Given problem A:
Using only the post on scaling activity feeds, decide whether each statement below agrees with it. Answer yes or no for each, and quote the words that decide it. (i) Stream keeps the most popular users in memory and uses fanout on write for the other users. (ii) Instagram used a fanout on read approach with Redis. (iii) The Stackshare blogpost describes how Stream serves 300 million users with Go, RocksDB and Raft.
Given problem B:
Reproduce the part of the post on scaling activity feeds starting with "I think the" and going on through "of VC money.".
Given problem C:
According to the post on scaling activity feeds, why did using Go with RocksDB help Stream scale? Answer in one to three sentences.

Source:

════════════════

If you want to read more about activity feeds there are a ton of papers listed here: https://github.com/tschellenbach/stream-framework I've been working on this stuff for years. Recently I've also enjoyed reading Linkedin's posts about their feed tech. Three are a few different posts but here's one of them: https://engineering.linkedin.com/blog/2016/03/followfeed--li...

Scaling a social network is just inherently a very hard problem. Especially if you have a large userbase with a few very popular users. Stackshare recently did a nice blogpost about how we at Stream solve this for 300 million users with Go, RocksDB and Raft: https://stackshare.io/stream/stream-and-go-news-feeds-for-ov...

I think the most important part is using a combination of push and pull. So you keep the most popular users in memory and for the other users you use the traditional fanout on-write approach. The other thing that helped us scale was using Go+RocksDB. The throughput is just so much higher compared to traditional databases like Cassandra.

It's also interesting to note how other companies solved it. Instagram used a fanout on write approach with Redis, later on Cassandra and eventually a flavor of Cassandra based on RocksDB. They managed to use a full fanout approach using a combination of great optimization, a relatively lower posting volume (compared to Twitter at least) and a ton of VC money.

════════════════

Data:
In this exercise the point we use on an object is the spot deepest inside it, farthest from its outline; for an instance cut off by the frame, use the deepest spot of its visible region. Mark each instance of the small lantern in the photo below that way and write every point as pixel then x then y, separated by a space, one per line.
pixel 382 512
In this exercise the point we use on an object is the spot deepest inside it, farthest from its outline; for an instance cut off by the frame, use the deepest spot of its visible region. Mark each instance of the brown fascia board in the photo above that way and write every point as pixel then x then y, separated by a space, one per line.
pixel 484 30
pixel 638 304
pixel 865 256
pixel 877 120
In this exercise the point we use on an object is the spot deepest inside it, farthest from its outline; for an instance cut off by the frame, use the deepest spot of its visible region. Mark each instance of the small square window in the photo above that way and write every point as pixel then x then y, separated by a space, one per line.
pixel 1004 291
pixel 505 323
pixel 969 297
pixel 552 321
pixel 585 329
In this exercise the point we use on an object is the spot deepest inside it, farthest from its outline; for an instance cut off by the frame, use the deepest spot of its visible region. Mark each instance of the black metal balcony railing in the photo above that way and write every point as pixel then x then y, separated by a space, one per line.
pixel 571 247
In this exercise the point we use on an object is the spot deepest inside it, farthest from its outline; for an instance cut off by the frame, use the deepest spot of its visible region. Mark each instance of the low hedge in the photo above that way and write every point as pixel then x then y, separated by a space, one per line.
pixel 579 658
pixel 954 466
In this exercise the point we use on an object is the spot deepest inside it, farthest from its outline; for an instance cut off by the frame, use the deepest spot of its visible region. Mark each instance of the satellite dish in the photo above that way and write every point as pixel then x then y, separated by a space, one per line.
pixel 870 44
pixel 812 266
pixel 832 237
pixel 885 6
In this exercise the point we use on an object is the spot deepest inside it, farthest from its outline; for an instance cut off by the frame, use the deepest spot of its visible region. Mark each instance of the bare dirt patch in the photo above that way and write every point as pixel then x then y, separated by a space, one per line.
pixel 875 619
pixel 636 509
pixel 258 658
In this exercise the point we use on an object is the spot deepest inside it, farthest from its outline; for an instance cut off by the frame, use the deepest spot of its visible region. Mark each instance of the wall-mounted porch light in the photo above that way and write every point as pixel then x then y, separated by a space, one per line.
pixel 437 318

════════════════

Problem solution A:
(i) Yes: "So you keep the most popular users in memory and for the other users you use the traditional fanout on-write approach."
(ii) No: "Instagram used a fanout on write approach with Redis"
(iii) Yes: "how we at Stream solve this for 300 million users with Go, RocksDB and Raft"

Problem solution B:
I think the most important part is using a combination of push and pull. So you keep the most popular users in memory and for the other users you use the traditional fanout on-write approach. The other thing that helped us scale was using Go+RocksDB. The throughput is just so much higher compared to traditional databases like Cassandra.

It's also interesting to note how other companies solved it. Instagram used a fanout on write approach with Redis, later on Cassandra and eventually a flavor of Cassandra based on RocksDB. They managed to use a full fanout approach using a combination of great optimization, a relatively lower posting volume (compared to Twitter at least) and a ton of VC money.

Problem solution C:
The throughput of Go with RocksDB is much higher than that of traditional databases such as Cassandra.